### What you will do
Copy the lines below word for word, from the line containing "Where can the white cumulus" up to and including the line containing "column 410, row 213".

******

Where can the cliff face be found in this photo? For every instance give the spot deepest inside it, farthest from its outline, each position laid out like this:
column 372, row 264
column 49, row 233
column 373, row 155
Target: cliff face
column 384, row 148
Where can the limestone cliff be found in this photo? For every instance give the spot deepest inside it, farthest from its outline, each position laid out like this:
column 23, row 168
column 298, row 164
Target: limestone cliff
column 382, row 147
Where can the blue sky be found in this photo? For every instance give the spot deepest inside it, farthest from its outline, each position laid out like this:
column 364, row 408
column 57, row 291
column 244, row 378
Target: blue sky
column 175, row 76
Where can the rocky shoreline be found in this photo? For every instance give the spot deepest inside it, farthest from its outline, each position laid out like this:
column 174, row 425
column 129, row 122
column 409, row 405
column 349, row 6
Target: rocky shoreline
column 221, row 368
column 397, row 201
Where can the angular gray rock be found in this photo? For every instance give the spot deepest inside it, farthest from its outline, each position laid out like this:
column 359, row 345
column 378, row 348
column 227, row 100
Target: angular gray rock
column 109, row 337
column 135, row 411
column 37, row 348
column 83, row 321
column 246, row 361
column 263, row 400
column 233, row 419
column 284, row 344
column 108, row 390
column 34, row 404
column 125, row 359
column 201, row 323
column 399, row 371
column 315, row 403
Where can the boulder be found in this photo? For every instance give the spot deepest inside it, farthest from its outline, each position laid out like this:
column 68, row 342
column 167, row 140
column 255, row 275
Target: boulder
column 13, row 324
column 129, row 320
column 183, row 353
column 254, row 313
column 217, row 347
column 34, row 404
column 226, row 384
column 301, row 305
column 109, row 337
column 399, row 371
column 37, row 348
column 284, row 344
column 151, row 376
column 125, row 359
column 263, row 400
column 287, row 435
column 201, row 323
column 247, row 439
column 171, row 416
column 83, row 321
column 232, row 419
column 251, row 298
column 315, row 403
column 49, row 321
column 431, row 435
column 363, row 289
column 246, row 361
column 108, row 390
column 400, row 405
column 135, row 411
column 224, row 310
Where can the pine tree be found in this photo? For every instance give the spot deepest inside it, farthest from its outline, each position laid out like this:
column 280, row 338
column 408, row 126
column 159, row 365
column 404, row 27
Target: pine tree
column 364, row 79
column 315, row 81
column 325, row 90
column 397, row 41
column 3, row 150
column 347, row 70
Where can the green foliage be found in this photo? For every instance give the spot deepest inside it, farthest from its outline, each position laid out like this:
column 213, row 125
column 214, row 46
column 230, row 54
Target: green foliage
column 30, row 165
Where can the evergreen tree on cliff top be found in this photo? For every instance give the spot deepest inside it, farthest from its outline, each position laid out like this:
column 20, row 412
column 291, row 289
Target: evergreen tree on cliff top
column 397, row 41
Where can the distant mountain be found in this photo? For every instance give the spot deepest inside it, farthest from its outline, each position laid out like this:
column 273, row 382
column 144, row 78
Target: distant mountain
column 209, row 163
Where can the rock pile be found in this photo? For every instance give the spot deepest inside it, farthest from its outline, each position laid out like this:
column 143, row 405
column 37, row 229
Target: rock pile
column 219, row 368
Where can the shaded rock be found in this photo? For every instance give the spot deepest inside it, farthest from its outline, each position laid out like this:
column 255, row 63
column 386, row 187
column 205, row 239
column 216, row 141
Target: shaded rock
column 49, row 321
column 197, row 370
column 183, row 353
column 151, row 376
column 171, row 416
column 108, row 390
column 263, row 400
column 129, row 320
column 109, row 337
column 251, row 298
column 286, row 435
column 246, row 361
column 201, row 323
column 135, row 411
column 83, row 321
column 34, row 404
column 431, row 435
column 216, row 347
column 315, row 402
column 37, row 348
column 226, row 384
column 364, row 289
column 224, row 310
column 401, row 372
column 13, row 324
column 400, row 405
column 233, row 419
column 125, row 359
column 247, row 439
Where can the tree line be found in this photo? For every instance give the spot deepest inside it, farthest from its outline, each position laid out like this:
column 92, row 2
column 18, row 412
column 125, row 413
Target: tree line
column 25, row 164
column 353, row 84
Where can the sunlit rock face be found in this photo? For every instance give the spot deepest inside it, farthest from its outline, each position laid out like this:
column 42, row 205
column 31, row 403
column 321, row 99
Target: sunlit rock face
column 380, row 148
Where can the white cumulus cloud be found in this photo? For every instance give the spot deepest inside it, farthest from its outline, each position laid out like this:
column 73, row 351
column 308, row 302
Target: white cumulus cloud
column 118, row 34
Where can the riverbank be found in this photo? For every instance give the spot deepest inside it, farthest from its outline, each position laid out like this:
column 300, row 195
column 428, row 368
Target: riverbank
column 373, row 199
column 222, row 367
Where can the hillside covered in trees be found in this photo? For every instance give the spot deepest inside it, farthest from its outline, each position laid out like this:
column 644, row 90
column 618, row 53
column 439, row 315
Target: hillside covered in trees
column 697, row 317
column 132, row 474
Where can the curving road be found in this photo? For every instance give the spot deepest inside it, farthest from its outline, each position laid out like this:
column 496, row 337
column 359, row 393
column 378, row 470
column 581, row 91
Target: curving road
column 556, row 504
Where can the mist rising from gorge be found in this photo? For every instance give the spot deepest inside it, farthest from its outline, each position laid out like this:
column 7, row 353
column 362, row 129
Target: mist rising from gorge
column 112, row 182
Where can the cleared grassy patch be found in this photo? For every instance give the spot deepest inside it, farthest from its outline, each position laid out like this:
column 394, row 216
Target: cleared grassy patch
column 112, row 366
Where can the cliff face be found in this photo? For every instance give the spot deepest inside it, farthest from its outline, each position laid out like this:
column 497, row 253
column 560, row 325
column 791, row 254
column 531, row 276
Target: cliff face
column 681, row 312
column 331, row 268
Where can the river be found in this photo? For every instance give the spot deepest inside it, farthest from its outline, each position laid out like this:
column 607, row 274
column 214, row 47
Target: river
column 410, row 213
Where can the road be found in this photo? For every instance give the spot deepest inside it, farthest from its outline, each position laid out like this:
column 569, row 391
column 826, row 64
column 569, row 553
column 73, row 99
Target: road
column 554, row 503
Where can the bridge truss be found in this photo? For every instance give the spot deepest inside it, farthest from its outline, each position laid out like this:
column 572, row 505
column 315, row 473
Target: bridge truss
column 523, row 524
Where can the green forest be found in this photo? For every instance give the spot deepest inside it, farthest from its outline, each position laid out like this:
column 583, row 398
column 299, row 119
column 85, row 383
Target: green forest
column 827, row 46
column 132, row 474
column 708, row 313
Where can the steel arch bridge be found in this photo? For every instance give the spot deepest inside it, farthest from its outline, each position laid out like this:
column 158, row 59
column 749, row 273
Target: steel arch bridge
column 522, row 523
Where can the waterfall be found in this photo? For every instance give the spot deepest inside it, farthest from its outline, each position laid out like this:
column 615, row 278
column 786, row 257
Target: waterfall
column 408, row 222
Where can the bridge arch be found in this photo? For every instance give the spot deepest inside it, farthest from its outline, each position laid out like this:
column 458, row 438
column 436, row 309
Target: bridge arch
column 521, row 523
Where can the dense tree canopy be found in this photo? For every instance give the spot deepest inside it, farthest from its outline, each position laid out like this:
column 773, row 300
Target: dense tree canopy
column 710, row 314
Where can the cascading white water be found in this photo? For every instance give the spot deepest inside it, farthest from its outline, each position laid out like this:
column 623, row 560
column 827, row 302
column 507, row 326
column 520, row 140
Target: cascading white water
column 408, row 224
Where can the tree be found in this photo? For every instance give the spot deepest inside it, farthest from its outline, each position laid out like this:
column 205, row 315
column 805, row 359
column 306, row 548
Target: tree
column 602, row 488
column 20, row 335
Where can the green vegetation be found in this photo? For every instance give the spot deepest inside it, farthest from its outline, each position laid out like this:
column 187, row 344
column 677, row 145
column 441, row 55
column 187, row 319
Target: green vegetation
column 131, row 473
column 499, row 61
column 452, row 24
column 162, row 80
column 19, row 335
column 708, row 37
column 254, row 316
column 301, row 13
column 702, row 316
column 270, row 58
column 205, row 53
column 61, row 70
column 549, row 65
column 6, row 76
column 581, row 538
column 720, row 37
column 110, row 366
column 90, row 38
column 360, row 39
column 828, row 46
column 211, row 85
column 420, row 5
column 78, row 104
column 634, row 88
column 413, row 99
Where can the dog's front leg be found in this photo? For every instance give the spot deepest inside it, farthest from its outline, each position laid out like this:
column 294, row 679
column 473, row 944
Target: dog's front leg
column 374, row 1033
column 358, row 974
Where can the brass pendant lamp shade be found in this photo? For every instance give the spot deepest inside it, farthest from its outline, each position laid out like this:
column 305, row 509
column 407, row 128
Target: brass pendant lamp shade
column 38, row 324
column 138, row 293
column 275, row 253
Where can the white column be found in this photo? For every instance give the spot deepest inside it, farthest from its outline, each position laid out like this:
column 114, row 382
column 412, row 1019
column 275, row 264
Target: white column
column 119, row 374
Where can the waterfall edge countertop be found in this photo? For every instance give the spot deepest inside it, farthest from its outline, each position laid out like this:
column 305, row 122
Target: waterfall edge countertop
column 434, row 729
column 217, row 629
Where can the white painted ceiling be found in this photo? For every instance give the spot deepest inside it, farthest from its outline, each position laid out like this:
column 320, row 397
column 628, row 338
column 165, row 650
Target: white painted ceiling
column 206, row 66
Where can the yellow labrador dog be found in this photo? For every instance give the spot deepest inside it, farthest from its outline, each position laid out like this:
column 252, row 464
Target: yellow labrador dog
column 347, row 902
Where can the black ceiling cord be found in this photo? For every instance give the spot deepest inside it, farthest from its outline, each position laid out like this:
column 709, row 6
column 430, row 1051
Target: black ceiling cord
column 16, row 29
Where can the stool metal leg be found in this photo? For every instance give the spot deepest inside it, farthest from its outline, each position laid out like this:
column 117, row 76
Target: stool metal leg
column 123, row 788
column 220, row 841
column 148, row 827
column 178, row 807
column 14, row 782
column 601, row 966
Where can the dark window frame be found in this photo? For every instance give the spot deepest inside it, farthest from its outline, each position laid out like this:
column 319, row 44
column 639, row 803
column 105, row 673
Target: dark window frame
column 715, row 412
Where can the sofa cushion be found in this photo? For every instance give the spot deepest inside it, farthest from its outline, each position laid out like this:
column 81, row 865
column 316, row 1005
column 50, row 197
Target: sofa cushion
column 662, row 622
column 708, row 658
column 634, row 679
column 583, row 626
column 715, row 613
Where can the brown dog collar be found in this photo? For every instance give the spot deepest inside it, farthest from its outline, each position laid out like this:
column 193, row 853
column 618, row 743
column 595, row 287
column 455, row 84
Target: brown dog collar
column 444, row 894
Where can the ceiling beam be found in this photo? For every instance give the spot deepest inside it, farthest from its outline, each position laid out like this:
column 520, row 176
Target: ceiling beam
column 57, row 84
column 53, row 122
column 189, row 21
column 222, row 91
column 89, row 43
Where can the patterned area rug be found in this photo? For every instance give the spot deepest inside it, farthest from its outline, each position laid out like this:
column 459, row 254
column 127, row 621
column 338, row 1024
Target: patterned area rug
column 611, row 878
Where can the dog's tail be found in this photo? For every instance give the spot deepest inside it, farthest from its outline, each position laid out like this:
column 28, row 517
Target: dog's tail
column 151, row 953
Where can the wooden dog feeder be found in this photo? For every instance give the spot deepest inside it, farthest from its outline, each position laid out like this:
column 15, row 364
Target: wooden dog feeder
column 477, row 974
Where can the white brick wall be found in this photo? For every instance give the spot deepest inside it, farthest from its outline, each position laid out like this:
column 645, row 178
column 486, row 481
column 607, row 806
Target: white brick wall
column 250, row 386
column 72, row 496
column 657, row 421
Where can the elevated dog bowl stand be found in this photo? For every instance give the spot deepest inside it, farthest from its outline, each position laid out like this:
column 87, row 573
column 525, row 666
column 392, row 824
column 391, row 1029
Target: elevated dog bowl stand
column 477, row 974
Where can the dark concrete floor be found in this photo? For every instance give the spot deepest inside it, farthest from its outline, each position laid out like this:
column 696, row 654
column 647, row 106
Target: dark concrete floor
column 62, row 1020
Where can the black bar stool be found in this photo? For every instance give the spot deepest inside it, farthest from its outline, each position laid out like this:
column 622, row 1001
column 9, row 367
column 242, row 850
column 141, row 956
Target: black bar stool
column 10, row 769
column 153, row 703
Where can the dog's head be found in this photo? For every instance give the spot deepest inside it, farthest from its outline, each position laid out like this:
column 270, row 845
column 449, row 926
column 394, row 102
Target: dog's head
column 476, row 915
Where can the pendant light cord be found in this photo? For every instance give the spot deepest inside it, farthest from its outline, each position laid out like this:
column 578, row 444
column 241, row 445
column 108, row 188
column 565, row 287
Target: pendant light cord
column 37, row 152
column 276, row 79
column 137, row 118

******

### The solution
Where can the white cumulus cloud be found in this photo? For every instance give the spot deepest inside it, farthest from its outline, each position laid out like this:
column 73, row 351
column 308, row 302
Target: white cumulus cloud
column 118, row 34
Where can the riverbank be found in this photo? For every instance give the spot deepest inside it, farthest from its outline, each position laid out like this:
column 300, row 195
column 428, row 368
Target: riverbank
column 373, row 199
column 222, row 367
Where can the hillside covered in trees be found in this photo? For every instance give the spot deepest inside it, farthest from its outline, each position laid out like this:
column 644, row 90
column 618, row 53
column 439, row 315
Target: hillside covered in trees
column 697, row 317
column 132, row 474
Where can the curving road be found in this photo? For every instance give the spot deepest inside it, farthest from its outline, each position laid out like this:
column 496, row 337
column 359, row 393
column 378, row 470
column 581, row 91
Target: curving road
column 556, row 504
Where can the mist rising from gorge be found in this photo? For every instance give the spot deepest inside it, farthest from its outline, each position laid out like this:
column 7, row 353
column 362, row 129
Target: mist rising from gorge
column 112, row 182
Where can the cleared grassy patch be found in this photo? For every instance give the spot deepest inside it, farthest from its outline, each position laid out like this:
column 394, row 216
Target: cleared grassy patch
column 112, row 366
Where can the cliff face be found in this photo? For every instance give the spot deepest inside it, farthest from its outline, each position laid out like this:
column 497, row 253
column 560, row 325
column 791, row 254
column 531, row 276
Target: cliff face
column 681, row 312
column 331, row 268
Where can the river be found in this photo? For every instance give the spot deepest inside it, farthest from its outline, each position laid out like this:
column 607, row 274
column 214, row 47
Target: river
column 410, row 213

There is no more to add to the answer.